■ Data supplied ■
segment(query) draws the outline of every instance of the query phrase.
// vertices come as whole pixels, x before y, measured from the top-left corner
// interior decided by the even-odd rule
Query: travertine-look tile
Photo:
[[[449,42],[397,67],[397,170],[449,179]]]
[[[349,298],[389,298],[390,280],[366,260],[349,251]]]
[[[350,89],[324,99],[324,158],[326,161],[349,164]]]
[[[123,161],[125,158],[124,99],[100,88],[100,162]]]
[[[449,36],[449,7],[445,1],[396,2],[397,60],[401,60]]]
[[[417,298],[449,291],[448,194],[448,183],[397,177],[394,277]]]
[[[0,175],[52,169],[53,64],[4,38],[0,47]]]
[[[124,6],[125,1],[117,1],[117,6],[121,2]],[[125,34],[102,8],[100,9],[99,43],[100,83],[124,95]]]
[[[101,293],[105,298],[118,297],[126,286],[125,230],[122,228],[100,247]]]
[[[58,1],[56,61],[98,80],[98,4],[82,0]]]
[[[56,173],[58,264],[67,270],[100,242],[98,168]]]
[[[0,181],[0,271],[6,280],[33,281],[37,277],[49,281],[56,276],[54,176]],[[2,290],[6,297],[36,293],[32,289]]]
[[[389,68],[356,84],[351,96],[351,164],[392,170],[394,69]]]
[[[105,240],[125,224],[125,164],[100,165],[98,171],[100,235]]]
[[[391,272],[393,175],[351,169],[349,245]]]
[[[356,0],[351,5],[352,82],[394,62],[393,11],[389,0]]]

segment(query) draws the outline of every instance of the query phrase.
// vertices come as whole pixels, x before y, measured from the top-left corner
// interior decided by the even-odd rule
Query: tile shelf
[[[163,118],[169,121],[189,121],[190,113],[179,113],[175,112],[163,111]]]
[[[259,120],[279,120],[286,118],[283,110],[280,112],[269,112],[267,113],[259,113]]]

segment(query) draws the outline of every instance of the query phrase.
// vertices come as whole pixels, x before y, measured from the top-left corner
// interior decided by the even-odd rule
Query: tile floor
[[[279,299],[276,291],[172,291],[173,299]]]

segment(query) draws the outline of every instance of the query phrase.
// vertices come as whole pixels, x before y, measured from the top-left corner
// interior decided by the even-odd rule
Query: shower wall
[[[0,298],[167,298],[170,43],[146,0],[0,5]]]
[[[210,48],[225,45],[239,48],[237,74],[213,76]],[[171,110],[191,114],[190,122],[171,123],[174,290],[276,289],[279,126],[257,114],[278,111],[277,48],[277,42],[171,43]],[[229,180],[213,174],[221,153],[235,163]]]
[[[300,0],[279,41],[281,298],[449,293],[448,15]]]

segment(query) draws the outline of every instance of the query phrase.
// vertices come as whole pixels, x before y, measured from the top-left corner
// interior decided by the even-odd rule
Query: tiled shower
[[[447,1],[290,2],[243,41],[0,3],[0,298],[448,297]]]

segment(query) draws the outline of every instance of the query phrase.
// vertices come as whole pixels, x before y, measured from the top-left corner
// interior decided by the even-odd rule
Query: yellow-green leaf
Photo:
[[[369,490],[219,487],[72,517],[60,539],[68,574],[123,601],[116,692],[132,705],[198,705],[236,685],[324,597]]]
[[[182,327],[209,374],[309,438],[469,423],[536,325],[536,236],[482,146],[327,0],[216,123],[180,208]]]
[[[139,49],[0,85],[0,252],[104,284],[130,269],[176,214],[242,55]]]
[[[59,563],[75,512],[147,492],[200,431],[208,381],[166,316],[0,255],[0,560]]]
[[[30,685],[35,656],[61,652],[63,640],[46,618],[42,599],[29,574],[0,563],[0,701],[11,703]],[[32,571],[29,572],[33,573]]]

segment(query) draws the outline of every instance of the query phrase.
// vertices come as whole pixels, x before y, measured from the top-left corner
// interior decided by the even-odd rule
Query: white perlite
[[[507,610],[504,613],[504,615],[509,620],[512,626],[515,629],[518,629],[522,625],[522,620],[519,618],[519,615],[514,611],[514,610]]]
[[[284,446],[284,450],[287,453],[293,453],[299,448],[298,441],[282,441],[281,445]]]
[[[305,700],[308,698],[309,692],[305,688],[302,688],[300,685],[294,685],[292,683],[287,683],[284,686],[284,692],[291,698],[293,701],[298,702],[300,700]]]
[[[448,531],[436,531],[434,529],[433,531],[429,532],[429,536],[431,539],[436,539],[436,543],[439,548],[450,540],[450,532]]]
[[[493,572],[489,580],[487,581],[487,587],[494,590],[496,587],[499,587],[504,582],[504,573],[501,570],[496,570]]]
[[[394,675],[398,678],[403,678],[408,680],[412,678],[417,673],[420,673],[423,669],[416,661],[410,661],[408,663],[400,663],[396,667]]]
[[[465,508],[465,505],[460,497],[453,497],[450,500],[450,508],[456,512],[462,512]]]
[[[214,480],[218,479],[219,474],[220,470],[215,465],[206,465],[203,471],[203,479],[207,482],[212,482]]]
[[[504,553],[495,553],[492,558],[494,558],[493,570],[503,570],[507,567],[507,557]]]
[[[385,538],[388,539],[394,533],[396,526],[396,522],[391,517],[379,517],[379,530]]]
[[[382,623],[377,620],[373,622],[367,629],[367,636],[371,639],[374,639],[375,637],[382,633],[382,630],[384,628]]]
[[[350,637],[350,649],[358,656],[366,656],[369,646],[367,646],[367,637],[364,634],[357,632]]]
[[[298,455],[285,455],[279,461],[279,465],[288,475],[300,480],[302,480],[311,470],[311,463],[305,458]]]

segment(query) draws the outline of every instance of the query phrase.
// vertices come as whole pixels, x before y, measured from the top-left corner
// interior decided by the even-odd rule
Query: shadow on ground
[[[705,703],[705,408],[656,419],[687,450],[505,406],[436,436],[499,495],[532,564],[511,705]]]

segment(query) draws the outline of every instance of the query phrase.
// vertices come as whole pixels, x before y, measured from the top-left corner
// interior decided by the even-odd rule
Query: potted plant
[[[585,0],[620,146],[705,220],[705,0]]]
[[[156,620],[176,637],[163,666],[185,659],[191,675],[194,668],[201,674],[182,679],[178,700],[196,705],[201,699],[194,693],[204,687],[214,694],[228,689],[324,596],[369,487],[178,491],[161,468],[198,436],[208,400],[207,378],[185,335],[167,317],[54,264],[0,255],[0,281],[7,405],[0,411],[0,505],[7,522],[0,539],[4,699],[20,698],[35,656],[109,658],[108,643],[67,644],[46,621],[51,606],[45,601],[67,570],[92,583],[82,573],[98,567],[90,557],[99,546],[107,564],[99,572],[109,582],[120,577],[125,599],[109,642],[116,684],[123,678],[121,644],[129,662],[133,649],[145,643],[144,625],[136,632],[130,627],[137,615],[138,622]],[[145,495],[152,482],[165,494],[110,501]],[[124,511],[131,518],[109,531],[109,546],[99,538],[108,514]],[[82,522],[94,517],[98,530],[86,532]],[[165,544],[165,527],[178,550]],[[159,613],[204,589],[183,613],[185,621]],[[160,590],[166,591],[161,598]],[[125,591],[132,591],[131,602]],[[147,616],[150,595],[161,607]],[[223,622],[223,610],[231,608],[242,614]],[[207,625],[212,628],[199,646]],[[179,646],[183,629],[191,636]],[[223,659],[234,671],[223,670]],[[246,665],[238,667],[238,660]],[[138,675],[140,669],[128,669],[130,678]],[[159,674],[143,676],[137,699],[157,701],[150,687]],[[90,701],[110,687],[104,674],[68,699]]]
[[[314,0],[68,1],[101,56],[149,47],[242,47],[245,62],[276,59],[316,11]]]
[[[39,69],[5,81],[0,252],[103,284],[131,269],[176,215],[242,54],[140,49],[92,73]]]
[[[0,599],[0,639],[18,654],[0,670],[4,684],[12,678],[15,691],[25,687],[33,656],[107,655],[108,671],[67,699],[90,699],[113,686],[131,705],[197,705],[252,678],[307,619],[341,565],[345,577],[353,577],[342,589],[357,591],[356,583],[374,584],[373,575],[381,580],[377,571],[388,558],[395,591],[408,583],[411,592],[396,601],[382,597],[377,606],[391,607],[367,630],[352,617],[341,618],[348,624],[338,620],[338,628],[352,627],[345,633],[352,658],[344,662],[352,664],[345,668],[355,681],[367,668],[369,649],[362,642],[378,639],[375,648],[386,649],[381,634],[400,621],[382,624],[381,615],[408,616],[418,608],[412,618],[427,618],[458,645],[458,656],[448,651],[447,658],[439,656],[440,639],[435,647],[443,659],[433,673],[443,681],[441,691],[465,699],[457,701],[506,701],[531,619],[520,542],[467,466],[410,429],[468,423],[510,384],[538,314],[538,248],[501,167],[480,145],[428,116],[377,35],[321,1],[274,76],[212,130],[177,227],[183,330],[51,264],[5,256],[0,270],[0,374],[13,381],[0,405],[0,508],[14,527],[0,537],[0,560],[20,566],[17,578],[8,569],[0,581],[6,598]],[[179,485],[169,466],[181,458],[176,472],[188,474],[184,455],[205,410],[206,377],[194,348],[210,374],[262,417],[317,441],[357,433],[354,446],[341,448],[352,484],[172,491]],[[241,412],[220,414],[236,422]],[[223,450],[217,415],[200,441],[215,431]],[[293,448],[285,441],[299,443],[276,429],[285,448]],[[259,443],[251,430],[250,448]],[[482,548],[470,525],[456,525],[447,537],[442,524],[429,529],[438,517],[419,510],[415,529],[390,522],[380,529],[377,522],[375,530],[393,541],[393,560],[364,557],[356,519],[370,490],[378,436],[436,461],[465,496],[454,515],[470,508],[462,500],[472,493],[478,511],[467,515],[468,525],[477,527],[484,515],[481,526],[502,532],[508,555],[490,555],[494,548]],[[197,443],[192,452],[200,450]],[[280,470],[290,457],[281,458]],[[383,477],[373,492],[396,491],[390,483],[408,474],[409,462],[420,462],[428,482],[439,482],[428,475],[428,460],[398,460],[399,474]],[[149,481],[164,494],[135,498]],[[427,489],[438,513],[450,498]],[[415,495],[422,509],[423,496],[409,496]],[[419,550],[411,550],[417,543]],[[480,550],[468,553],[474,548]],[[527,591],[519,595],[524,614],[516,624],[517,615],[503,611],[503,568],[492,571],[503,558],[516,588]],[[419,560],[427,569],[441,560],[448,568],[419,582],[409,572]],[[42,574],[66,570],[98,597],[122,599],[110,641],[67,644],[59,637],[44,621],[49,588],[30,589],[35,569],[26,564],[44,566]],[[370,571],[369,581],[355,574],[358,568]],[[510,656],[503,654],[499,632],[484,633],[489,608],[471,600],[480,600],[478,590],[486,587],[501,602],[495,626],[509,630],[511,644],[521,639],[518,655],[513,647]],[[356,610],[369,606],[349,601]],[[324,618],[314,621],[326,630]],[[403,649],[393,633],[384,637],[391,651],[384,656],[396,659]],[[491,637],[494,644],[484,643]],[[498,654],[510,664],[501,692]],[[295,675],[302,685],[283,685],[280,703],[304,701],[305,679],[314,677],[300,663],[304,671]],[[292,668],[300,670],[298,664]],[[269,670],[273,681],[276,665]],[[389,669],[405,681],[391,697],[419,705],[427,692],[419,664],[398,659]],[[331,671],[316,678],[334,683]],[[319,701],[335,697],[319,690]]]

■ Work required ■
Rewrite the items from the start through the line containing "[[[0,175],[52,169],[53,64],[4,38],[0,47]]]", putting "nonzero winding rule" in place of "even-odd rule" and leaving everything else unchanged.

■ Solution to this exercise ■
segment(query) draws the outline of every instance of the query phrase.
// vertices come as whole pixels, x before y, measured from the top-left corner
// interior decided by the nonzero winding rule
Query: travertine-look tile
Photo:
[[[449,42],[397,67],[397,170],[449,179]]]
[[[349,298],[389,298],[390,280],[366,260],[349,251]]]
[[[350,89],[324,99],[324,158],[326,161],[349,164]]]
[[[123,161],[125,158],[124,99],[100,88],[100,162]]]
[[[449,36],[449,7],[445,1],[396,2],[397,60],[401,60]]]
[[[417,298],[449,291],[448,194],[448,183],[397,177],[394,277]]]
[[[0,175],[52,169],[53,64],[4,38],[0,47]]]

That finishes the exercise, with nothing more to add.